*GOAL:* Copy every line of the data below, including the requests, after multiplying each point coordinate in the answers by 1.65 and rounding the result to a whole number, with halves rounded up. Leave the pictures out of your copy.

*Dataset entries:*
---+---
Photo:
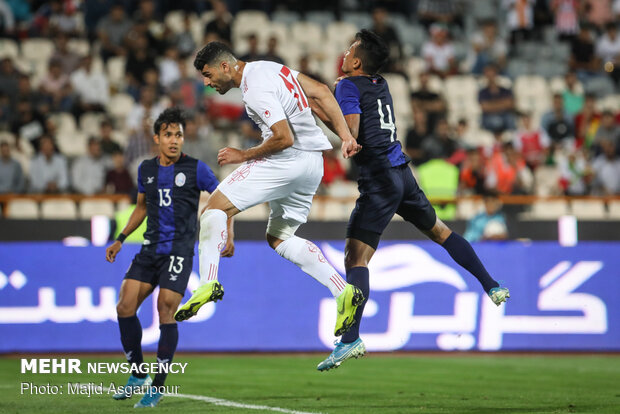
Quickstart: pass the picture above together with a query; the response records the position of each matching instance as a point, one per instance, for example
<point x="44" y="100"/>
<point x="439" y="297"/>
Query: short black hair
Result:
<point x="169" y="116"/>
<point x="213" y="52"/>
<point x="372" y="51"/>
---+---
*EXERCISE RESULT:*
Photo:
Quickstart: pass the picture above together with a query; the response records the position of each matching instance as a point, one per instance, for example
<point x="44" y="100"/>
<point x="439" y="297"/>
Query: short black hair
Result:
<point x="279" y="191"/>
<point x="351" y="86"/>
<point x="614" y="84"/>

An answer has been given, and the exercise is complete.